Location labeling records

------------

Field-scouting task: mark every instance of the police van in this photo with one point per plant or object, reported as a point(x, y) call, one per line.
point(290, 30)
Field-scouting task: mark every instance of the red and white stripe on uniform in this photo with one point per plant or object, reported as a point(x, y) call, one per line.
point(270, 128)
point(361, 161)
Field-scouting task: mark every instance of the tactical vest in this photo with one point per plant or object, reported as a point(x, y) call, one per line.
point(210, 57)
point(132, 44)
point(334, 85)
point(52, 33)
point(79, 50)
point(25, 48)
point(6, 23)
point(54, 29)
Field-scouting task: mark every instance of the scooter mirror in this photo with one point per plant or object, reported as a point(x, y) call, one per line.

------------

#### [WHAT THE EXERCISE ASKS]
Extract every line from the one containing "Field-scouting task: mark every instance of the red" to the end of the entries, including both of those lines, exactly as given and with nothing added.

#### [THE OUTPUT]
Field-scouting task: mark every instance of the red and white stripe on uniform in this photo with one point per plant or object, reported as a point(x, y) call, one per line.
point(270, 128)
point(361, 161)
Field-scouting task: mark every instance of the tactical vest in this photo with one point per plant or object, reported as a point(x, y) call, one per line.
point(210, 57)
point(132, 44)
point(334, 85)
point(52, 33)
point(79, 50)
point(25, 48)
point(6, 23)
point(54, 29)
Field-scouting task: mark every instance of the scooter mirror in this photo with one point per plant or object, reported as a point(x, y) call, one per line.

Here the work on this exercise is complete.